It’s not our job to drive someone else’s life. No matter who it is—whether it’s a spouse, a child, a parent, a friend—it’s not possible.
Author of “Parenting from the Passenger Seat”
Pam Roy is a mother, entrepreneur, and co-founder of B-Unbound, a program and platform designed to connect youth to supportive adults who share their interests and build a community of peers learning to navigate their way together. She recently published her second book, Parenting from the Passenger Seat, where she explores what it means to support and allow young people to drive their own learning journeys and life experiences.
Q: What need did you see in the world that inspired you to write Parenting from the Passenger Seat?

## [Given task 1]
Can you edit the listing, starting with the line containing "Expected: for each instance of the vaulted" and going on through the end of the listing, so that "one dot" becomes "a single dot" and nothing else changes?

## [Input for this task]
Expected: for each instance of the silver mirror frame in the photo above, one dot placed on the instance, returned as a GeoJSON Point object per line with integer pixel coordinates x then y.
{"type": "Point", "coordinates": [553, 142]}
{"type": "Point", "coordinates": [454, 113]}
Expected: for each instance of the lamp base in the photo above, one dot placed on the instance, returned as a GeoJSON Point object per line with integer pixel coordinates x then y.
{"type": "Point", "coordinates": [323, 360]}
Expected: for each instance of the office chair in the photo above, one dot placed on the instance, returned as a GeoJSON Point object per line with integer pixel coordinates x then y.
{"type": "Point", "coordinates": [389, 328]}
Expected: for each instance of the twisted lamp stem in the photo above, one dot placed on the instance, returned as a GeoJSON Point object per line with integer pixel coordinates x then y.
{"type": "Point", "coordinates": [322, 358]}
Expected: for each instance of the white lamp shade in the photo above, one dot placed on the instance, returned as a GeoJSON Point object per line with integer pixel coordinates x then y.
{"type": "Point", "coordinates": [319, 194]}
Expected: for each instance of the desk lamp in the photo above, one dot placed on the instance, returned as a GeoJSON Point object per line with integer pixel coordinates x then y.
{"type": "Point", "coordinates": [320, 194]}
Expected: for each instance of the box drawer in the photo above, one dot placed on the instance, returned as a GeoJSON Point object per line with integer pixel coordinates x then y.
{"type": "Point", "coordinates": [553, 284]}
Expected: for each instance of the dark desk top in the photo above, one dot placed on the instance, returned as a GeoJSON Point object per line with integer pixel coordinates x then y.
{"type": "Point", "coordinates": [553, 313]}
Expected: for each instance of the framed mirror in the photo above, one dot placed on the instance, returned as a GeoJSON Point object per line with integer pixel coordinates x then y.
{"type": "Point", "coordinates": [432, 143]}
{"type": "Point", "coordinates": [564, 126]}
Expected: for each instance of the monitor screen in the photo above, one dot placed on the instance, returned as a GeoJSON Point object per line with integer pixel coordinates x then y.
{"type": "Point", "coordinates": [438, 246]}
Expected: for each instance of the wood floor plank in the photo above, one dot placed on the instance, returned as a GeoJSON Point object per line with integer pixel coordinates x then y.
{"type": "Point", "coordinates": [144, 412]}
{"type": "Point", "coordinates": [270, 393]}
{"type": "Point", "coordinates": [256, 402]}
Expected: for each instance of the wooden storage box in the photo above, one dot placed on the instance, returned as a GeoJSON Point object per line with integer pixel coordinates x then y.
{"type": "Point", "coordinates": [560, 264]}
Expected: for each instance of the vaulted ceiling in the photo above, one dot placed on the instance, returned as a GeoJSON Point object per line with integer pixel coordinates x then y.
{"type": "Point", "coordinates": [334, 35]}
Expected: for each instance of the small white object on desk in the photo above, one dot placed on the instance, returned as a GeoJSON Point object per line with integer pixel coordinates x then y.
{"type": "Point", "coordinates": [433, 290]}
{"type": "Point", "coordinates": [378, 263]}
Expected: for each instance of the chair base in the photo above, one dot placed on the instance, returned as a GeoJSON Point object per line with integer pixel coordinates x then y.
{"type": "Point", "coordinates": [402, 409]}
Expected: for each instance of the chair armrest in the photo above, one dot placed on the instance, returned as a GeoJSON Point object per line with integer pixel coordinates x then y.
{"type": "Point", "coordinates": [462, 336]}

## [Given task 2]
Will you retype the passage from the parenting interview starting with "It’s not our" and going on through "and life experiences.", copying it word for word?

## [Task output 1]
Expected: for each instance of the vaulted ceiling in the photo above, a single dot placed on the instance, returned as a GeoJSON Point object per line with integer pixel coordinates x then y.
{"type": "Point", "coordinates": [334, 35]}
Expected: for each instance of the small white object on desk in the photo above, a single dot placed on the instance, returned as a GeoJSON Point object per line with integer pixel coordinates x then y.
{"type": "Point", "coordinates": [433, 290]}
{"type": "Point", "coordinates": [378, 263]}
Expected: for each instance of the chair base in the photo above, a single dot placed on the instance, returned as a GeoJSON Point object per line with integer pixel coordinates x then y.
{"type": "Point", "coordinates": [402, 409]}
Expected: for each instance of the chair armrest in the photo above, a single dot placed on the instance, returned as a GeoJSON Point object per line with integer pixel coordinates x then y.
{"type": "Point", "coordinates": [462, 336]}

## [Task output 2]
It’s not our job to drive someone else’s life. No matter who it is—whether it’s a spouse, a child, a parent, a friend—it’s not possible.
Author of “Parenting from the Passenger Seat”
Pam Roy is a mother, entrepreneur, and co-founder of B-Unbound, a program and platform designed to connect youth to supportive adults who share their interests and build a community of peers learning to navigate their way together. She recently published her second book, Parenting from the Passenger Seat, where she explores what it means to support and allow young people to drive their own learning journeys and life experiences.